§ **Using the information**
**1)** Please transcribe the part of the maternal mortality text that opens with the words containing "Strategies and policy" and closes with "respectful quality care.".
**2)** According to the maternal mortality text, why do some women in rural and tribal areas still prefer natural or home birth to hospitals? Answer in one to three sentences.
[Opening Page excerpt section]
The impact of the socio-cultural environment in developing countries often limits women’s to access medical services. Even though institutional deliveries have taken the front stage, some women in rural and tribal areas still prefer natural or home birth to hospitals due to income inequalities and stark differences in infrastructure in state-funded public and private health sectors. A lack of coordination between various levels of care in the delivery system, fragmented care and delays in decision making also contribute to mortality.
Strategies and policy recommendations
One strategy to reduce maternal and infant mortality is to attend to cost-effective interventions such as skilled birth attendance at delivery, emergency obstetric care and antenatal and postnatal care. Moreover, prevention, detection and recognition of the midwifery model of care can play a huge role in reducing the maternal mortality ratio. Preventative interventions such as breastfeeding supported by midwives and nurses are an essential component of respectful quality care.
[Closing Page excerpt section]
[Opening Material shown section]
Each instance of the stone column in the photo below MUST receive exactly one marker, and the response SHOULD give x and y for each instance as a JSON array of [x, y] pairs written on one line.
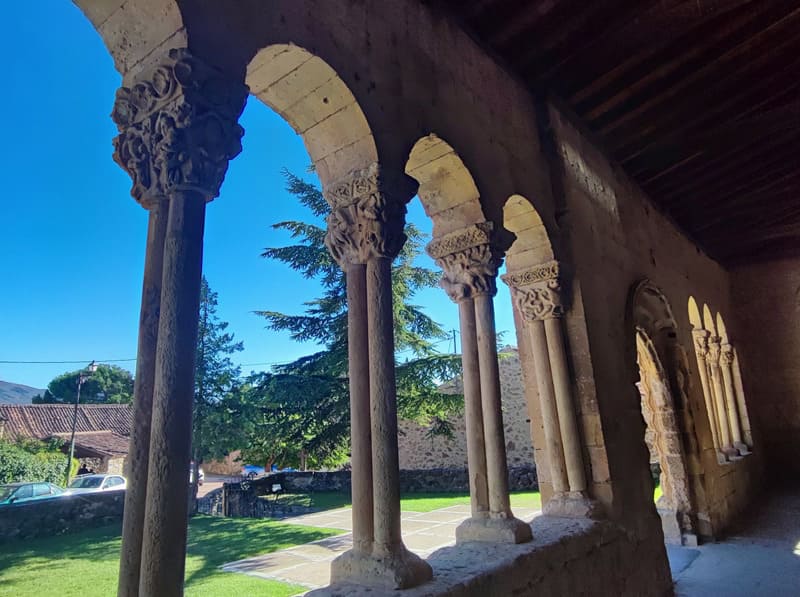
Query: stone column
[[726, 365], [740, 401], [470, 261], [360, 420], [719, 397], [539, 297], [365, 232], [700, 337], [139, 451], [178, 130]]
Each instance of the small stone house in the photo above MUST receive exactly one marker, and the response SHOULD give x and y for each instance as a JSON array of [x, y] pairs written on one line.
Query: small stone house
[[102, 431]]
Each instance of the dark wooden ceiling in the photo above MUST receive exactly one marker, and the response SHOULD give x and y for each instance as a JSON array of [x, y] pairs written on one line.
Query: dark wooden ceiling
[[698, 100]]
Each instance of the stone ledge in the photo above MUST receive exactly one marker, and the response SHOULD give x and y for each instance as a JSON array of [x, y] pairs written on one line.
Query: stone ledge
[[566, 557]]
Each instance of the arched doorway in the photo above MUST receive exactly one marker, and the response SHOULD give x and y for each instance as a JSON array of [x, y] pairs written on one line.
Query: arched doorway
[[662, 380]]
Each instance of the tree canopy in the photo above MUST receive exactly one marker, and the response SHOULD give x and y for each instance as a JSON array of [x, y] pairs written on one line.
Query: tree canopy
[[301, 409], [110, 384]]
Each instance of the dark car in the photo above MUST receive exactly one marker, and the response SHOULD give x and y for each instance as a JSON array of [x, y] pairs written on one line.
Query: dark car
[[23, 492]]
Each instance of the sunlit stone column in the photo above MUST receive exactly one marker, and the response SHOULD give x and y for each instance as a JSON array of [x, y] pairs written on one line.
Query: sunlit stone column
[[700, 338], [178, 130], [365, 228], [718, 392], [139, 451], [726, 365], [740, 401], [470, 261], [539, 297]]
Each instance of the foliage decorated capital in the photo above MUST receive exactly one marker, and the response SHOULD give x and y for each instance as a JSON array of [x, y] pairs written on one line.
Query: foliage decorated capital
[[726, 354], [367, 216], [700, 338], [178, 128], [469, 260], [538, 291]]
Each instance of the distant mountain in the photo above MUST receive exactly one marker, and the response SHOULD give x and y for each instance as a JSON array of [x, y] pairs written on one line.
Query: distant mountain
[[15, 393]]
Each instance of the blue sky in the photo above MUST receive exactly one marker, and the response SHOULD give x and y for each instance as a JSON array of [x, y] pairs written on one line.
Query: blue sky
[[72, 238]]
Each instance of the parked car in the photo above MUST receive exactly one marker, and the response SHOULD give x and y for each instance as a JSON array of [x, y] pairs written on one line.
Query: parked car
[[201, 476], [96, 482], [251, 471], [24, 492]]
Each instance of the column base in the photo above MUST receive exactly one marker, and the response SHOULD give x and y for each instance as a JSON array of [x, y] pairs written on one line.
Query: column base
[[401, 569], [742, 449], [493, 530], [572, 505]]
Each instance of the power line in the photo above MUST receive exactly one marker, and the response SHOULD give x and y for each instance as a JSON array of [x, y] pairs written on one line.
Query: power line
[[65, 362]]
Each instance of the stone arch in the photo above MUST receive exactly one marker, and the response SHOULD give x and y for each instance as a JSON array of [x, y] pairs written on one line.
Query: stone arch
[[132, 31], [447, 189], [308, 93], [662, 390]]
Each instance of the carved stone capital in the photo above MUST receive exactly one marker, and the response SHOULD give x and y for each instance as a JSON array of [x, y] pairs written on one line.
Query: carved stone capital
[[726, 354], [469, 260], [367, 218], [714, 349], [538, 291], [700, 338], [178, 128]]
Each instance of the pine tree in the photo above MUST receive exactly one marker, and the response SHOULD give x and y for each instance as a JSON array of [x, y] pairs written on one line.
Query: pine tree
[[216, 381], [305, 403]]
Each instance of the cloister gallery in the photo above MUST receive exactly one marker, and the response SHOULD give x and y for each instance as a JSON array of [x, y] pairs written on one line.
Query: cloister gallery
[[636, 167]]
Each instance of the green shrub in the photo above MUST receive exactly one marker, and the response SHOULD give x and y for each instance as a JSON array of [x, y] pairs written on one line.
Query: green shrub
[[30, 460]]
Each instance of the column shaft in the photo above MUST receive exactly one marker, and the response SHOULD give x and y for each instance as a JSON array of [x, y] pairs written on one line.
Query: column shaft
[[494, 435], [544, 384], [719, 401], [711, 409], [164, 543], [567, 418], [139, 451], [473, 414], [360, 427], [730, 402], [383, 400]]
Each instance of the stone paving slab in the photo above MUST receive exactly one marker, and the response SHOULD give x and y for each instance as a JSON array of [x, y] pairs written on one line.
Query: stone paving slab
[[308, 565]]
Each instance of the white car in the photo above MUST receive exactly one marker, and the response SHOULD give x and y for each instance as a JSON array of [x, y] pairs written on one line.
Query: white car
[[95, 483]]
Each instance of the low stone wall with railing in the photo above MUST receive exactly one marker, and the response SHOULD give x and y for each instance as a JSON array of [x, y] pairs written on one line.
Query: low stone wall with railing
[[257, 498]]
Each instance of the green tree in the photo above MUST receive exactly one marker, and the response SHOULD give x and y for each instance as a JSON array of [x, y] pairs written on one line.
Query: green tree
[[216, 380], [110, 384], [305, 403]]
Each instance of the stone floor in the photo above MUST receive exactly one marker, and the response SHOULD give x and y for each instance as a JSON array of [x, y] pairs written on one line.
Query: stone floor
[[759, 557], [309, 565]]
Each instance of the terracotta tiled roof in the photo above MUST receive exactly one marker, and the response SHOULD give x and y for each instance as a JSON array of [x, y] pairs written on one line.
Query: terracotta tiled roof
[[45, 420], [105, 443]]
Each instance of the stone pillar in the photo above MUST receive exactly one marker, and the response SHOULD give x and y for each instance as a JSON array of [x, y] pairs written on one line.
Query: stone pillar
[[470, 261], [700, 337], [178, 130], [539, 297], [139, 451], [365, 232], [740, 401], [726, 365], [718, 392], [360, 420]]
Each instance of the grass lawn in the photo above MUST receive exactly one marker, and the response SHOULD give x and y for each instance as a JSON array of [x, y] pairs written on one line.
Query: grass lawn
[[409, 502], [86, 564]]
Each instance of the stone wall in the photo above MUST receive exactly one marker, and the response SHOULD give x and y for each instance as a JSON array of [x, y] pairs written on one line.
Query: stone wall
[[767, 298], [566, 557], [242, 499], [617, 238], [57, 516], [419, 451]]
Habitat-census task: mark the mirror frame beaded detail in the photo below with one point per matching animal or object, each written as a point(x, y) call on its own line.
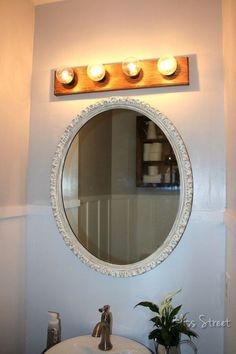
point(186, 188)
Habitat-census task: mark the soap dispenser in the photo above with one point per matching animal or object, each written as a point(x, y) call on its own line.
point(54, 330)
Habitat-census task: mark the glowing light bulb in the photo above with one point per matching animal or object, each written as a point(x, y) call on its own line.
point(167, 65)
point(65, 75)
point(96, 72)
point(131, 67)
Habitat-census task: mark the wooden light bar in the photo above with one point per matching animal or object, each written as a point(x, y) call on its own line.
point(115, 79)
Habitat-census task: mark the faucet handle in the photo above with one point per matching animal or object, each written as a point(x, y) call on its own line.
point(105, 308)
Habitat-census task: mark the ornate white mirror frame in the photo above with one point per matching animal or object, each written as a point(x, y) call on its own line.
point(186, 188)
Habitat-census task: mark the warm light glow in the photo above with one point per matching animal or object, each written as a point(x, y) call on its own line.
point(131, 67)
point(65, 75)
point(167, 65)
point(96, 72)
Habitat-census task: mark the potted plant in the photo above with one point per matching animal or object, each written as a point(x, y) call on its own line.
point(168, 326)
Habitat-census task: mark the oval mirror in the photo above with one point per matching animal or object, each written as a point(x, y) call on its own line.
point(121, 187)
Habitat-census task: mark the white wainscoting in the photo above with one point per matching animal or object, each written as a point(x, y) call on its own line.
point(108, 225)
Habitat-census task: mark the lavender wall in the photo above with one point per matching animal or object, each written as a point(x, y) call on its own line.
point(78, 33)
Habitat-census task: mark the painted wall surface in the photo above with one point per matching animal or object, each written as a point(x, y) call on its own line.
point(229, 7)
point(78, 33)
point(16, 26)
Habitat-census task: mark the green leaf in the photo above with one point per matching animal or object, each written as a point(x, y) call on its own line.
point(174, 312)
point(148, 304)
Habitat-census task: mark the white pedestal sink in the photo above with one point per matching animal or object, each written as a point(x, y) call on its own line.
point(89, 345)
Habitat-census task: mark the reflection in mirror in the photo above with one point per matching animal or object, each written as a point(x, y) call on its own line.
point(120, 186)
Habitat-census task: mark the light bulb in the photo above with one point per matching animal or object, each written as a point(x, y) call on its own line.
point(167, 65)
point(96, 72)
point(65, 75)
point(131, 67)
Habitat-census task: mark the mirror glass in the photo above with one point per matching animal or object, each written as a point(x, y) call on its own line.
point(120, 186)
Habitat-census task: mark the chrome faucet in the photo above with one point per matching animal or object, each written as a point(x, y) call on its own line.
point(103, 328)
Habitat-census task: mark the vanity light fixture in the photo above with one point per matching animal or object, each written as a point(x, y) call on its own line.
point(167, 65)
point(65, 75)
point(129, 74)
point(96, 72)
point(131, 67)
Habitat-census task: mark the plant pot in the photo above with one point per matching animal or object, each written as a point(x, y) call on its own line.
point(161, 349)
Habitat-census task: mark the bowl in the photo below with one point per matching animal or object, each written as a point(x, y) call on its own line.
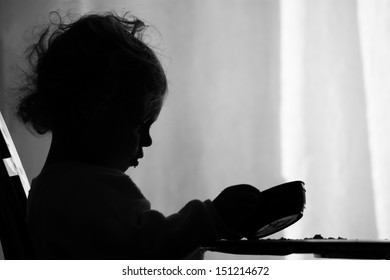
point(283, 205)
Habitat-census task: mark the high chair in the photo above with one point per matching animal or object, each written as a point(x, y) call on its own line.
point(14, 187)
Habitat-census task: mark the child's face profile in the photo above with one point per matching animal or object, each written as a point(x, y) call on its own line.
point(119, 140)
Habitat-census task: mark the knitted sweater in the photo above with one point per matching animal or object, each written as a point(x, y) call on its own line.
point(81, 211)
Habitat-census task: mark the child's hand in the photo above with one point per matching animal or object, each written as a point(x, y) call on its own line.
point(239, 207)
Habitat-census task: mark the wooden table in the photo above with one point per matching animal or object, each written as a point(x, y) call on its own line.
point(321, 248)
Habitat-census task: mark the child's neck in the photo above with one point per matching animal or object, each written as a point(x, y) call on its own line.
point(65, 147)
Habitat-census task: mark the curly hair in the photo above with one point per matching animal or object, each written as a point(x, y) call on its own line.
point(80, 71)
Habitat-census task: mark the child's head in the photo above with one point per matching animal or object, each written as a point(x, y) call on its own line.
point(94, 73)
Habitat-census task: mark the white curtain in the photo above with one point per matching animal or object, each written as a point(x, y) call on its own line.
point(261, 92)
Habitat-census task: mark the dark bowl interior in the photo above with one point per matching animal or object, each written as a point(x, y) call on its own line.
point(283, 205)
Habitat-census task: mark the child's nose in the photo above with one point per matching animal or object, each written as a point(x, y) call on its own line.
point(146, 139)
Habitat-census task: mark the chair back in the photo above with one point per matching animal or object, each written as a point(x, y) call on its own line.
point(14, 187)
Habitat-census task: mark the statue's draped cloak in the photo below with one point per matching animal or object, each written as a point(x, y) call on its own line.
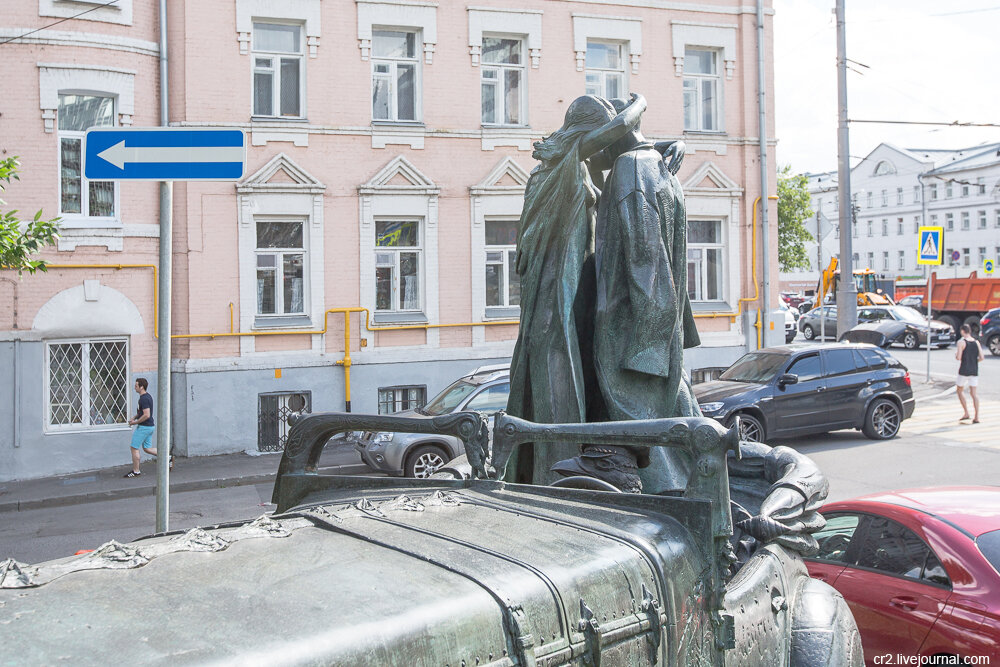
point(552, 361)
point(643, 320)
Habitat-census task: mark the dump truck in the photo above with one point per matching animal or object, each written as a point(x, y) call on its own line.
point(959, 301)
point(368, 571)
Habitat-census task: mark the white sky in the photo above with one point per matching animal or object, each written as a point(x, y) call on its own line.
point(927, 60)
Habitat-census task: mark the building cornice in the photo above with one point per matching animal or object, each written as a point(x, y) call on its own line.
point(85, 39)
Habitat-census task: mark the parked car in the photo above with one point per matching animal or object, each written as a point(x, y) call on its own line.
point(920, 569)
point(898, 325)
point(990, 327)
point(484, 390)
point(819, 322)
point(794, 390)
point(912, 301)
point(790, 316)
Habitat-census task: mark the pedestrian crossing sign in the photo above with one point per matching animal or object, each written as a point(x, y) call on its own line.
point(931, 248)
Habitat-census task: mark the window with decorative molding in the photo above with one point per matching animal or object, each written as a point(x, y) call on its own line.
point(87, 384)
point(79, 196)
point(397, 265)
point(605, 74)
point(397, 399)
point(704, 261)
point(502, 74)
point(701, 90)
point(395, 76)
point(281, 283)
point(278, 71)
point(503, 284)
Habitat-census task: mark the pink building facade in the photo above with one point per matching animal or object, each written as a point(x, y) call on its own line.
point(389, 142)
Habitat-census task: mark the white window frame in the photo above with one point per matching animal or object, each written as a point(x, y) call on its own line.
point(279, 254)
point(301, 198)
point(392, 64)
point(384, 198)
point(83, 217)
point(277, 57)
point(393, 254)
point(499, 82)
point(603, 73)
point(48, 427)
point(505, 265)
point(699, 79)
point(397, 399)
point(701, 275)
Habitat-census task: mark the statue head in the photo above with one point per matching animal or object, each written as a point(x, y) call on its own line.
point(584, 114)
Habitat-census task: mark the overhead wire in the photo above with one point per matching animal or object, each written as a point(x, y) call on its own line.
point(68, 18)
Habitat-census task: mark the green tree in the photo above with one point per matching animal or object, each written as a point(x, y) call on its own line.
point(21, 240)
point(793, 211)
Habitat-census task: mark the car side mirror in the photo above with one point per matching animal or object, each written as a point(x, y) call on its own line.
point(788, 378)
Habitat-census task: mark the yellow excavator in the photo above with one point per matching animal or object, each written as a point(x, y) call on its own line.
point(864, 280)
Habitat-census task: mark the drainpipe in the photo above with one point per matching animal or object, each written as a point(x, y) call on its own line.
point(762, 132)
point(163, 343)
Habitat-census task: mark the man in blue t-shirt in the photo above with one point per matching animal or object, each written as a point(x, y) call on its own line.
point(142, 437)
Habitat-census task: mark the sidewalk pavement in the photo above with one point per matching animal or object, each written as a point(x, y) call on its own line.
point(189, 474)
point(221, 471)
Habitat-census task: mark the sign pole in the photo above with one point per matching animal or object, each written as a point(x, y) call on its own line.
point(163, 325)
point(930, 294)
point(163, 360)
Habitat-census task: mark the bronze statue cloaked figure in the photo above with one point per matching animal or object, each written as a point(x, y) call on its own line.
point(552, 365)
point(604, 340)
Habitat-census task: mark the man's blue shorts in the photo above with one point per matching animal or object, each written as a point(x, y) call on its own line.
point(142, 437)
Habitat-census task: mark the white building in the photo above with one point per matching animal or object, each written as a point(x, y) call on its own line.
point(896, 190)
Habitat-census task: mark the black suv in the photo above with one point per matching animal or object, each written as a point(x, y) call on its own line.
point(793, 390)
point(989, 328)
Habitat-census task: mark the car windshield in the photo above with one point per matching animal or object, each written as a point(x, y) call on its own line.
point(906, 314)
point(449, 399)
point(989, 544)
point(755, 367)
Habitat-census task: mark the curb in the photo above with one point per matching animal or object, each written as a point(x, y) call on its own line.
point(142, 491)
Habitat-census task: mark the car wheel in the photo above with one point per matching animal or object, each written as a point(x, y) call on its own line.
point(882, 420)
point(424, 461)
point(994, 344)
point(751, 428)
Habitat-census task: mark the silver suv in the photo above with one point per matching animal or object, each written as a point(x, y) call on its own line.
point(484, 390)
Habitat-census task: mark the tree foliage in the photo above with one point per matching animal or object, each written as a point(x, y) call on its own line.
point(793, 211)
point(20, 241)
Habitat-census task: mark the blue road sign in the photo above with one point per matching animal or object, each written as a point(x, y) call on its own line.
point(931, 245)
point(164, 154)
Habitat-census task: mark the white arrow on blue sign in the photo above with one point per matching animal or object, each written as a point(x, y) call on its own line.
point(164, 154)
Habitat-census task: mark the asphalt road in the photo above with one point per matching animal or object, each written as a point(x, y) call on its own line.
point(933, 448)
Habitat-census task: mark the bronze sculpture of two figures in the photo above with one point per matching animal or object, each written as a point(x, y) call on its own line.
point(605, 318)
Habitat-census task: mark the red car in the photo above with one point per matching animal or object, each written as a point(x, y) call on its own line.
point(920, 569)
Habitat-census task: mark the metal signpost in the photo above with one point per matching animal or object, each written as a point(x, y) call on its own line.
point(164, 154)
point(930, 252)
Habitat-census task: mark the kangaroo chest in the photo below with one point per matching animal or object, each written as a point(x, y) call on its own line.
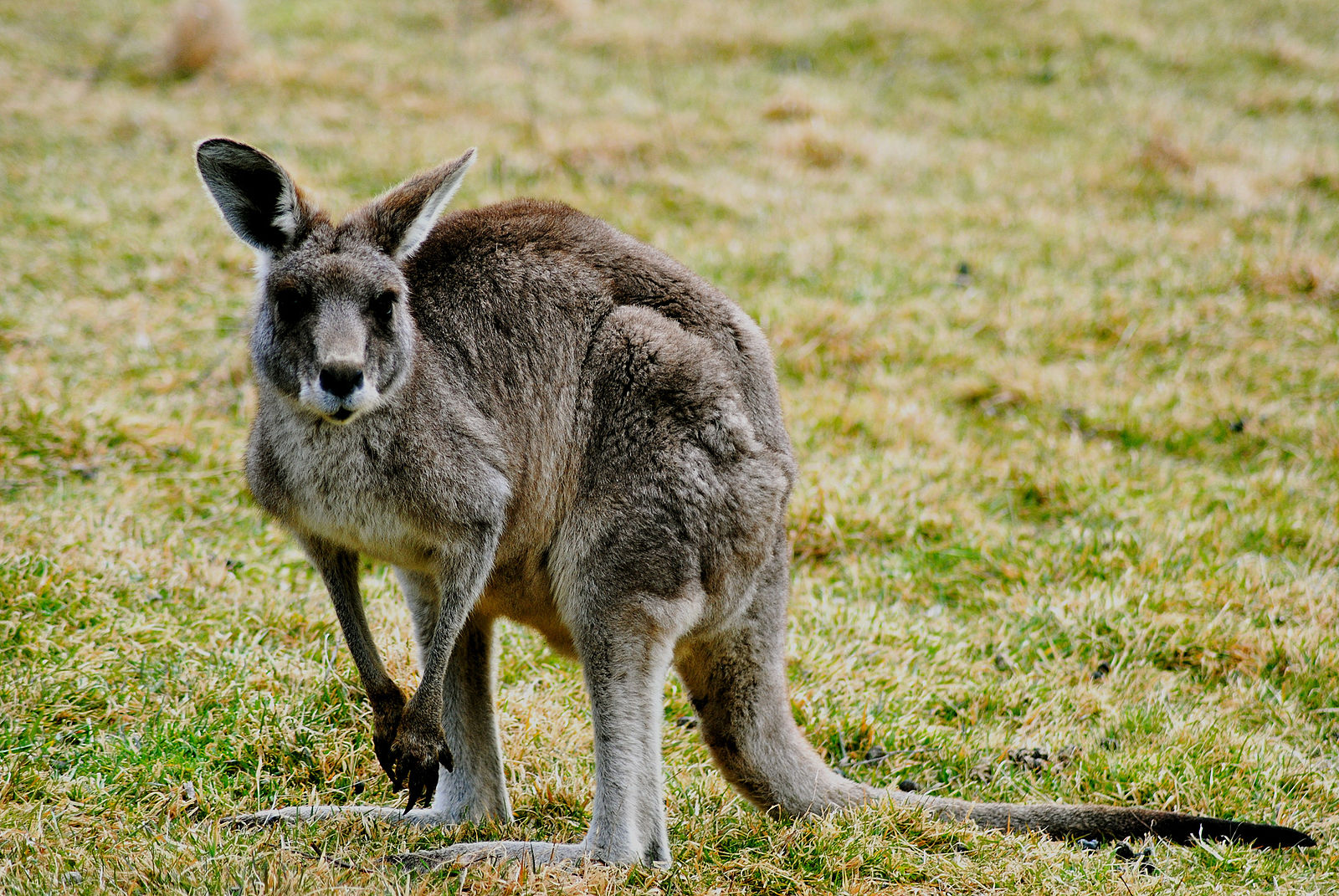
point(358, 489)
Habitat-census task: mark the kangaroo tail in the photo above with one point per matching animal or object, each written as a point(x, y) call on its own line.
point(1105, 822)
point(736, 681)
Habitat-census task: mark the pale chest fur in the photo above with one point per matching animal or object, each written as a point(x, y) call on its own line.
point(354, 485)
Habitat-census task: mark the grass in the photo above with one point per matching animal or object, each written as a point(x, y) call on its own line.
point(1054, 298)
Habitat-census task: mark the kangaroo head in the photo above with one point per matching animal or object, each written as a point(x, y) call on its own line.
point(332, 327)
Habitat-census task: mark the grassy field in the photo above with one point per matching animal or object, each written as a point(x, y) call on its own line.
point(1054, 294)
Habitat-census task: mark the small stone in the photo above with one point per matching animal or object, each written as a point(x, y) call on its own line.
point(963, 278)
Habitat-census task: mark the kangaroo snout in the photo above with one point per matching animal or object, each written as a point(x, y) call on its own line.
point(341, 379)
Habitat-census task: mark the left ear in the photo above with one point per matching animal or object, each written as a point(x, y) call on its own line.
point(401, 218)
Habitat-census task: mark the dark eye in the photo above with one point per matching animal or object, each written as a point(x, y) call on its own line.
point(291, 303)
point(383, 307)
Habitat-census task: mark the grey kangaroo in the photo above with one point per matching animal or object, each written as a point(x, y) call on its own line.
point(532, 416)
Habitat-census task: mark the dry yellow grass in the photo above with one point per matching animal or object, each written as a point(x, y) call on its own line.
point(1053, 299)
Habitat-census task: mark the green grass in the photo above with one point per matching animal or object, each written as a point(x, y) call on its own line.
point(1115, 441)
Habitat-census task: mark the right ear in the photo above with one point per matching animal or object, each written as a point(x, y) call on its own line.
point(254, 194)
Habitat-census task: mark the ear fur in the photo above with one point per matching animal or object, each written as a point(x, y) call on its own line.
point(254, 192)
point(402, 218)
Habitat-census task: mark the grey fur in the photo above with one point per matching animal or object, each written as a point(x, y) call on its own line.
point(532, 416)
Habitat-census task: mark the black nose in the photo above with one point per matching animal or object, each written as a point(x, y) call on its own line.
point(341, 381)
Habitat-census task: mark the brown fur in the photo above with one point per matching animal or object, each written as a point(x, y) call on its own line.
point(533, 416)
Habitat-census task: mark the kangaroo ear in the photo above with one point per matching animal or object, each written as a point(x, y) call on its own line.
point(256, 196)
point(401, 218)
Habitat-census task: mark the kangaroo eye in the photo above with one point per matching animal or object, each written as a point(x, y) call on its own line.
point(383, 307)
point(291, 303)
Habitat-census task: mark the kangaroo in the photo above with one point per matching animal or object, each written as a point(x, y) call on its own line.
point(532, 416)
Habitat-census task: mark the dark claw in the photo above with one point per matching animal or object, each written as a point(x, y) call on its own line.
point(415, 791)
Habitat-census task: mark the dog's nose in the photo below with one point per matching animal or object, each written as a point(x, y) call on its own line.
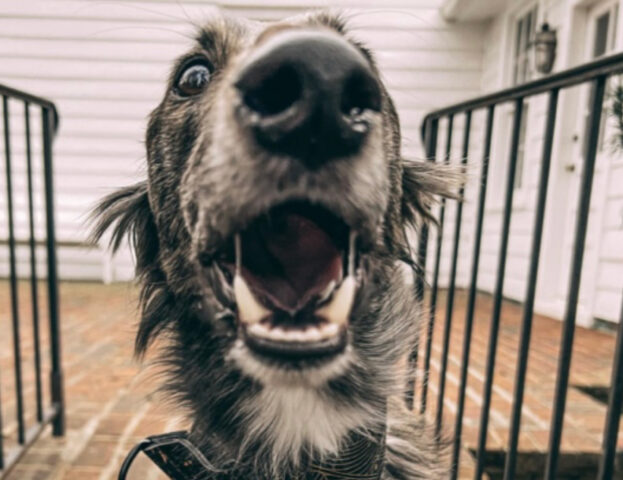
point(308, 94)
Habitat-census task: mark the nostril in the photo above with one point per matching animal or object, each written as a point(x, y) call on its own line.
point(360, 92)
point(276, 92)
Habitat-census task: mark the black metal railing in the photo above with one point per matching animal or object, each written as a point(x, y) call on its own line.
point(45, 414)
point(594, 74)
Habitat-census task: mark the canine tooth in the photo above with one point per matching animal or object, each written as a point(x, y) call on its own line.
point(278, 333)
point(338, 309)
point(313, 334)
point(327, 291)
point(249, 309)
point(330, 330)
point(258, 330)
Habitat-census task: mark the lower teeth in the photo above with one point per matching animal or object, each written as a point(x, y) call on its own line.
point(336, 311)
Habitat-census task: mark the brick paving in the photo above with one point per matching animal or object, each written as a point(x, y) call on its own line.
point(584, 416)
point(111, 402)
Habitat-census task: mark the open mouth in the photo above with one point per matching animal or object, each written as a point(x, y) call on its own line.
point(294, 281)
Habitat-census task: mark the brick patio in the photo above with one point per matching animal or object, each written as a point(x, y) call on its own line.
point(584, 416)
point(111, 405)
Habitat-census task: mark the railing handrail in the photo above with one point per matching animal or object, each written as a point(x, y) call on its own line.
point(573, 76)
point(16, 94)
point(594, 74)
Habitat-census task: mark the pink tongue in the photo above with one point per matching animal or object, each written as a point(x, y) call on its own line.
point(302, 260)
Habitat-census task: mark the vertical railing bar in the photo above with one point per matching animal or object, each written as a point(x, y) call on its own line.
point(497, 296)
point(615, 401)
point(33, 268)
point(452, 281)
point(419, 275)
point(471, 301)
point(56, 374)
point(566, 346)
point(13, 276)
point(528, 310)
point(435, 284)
[Closing Material shown section]
§ **Answers to each task**
**1)**
Strategies and policy recommendations
One strategy to reduce maternal and infant mortality is to attend to cost-effective interventions such as skilled birth attendance at delivery, emergency obstetric care and antenatal and postnatal care. Moreover, prevention, detection and recognition of the midwifery model of care can play a huge role in reducing the maternal mortality ratio. Preventative interventions such as breastfeeding supported by midwives and nurses are an essential component of respectful quality care.

**2)** They prefer it because of income inequalities and stark differences in infrastructure between the state-funded public and private health sectors.